Gather every line below that contains the string "item", treating uppercase and lowercase as different.

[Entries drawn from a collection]
* start *
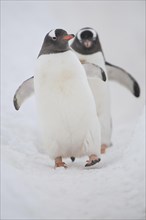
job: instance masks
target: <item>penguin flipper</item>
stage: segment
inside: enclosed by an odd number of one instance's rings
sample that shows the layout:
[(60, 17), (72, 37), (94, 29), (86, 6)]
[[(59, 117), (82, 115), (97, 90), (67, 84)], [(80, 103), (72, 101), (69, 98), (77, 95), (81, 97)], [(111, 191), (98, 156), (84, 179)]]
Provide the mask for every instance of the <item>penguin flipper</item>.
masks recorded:
[(95, 64), (92, 64), (92, 63), (87, 63), (87, 62), (82, 63), (82, 65), (86, 71), (88, 78), (99, 78), (102, 81), (107, 80), (106, 74), (101, 67)]
[(140, 96), (140, 86), (137, 81), (124, 69), (115, 66), (108, 62), (105, 62), (107, 75), (109, 80), (116, 81), (121, 85), (125, 86), (135, 97)]
[(19, 110), (23, 102), (34, 93), (34, 76), (25, 80), (16, 90), (13, 104), (16, 110)]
* end *
Solution for this task:
target: <item>penguin flipper</item>
Provide the mask for every instance of the <item>penguin flipper</item>.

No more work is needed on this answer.